■ Task details: Report the number of lines in the data where the word "ornate" appears, and add no other text.

START Records supplied

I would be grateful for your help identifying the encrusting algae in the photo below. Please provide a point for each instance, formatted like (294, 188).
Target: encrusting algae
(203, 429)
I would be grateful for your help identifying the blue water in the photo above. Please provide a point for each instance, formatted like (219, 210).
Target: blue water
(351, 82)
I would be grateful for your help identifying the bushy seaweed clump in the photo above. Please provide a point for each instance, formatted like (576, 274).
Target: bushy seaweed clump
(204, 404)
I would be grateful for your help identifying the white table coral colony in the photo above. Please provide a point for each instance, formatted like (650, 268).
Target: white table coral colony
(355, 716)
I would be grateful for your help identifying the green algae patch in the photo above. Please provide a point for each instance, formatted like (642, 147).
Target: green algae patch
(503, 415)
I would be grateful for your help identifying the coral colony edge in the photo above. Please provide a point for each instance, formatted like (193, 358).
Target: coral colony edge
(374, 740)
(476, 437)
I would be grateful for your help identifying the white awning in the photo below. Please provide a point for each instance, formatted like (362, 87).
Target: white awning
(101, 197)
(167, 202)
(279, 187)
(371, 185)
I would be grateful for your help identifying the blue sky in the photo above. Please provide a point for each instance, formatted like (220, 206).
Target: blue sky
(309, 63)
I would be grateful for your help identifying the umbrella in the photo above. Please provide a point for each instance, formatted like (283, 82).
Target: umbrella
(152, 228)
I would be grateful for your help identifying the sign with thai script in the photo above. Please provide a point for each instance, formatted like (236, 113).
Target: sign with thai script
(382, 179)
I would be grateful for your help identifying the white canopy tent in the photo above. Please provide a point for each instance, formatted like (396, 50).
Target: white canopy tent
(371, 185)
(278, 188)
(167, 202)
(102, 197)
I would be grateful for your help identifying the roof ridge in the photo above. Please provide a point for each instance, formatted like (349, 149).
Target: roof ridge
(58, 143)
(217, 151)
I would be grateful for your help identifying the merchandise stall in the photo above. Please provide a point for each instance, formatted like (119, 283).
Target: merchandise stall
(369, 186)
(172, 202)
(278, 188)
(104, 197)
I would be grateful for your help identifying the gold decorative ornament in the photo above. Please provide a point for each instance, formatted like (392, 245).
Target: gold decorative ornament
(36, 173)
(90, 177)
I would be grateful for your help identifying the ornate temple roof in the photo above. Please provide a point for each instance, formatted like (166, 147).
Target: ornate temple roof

END Records supplied

■ Output below: 2